Material for this task:
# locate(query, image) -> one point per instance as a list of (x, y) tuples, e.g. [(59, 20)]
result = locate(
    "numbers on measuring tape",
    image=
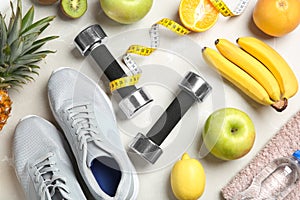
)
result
[(224, 9), (124, 82), (135, 71)]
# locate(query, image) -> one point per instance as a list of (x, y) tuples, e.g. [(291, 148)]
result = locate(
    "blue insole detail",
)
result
[(107, 176)]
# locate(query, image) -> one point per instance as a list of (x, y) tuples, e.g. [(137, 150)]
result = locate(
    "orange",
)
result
[(197, 15), (277, 17)]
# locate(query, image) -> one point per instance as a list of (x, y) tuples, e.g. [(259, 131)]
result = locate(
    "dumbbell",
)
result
[(91, 41), (193, 89)]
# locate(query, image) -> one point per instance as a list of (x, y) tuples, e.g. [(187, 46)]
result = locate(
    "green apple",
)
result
[(126, 11), (228, 133)]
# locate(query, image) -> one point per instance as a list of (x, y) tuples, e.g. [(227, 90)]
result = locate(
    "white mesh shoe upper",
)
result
[(85, 114), (42, 165)]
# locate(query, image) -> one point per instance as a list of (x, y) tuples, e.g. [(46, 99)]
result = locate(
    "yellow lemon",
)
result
[(187, 178)]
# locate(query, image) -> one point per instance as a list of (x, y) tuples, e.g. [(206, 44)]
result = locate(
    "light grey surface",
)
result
[(154, 180)]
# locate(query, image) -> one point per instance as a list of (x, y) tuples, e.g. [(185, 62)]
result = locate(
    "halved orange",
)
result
[(197, 15)]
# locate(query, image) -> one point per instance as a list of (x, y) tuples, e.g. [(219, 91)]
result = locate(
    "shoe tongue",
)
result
[(95, 152)]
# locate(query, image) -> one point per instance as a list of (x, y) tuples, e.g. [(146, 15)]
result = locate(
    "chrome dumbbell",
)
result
[(91, 41), (193, 89)]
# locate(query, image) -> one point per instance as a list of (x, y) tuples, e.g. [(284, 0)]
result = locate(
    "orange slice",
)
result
[(197, 15)]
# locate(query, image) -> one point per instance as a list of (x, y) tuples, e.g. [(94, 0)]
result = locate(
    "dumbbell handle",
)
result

Directive: Reproduce the lines of the listing above verbatim, from the line with "e.g. [(227, 90)]" to the line with "[(187, 178)]", including both of those lines.

Full answer:
# locate(query, image) -> one point per instance as a list of (x, y) tuples, e.g. [(227, 90)]
result = locate(
    "white mesh shoe upper",
)
result
[(85, 114), (42, 165)]
# locate(query, image) -> one point per instance as a list of (x, y) tuples, e.g. [(46, 99)]
result = locate(
    "yellow lemon",
)
result
[(187, 178)]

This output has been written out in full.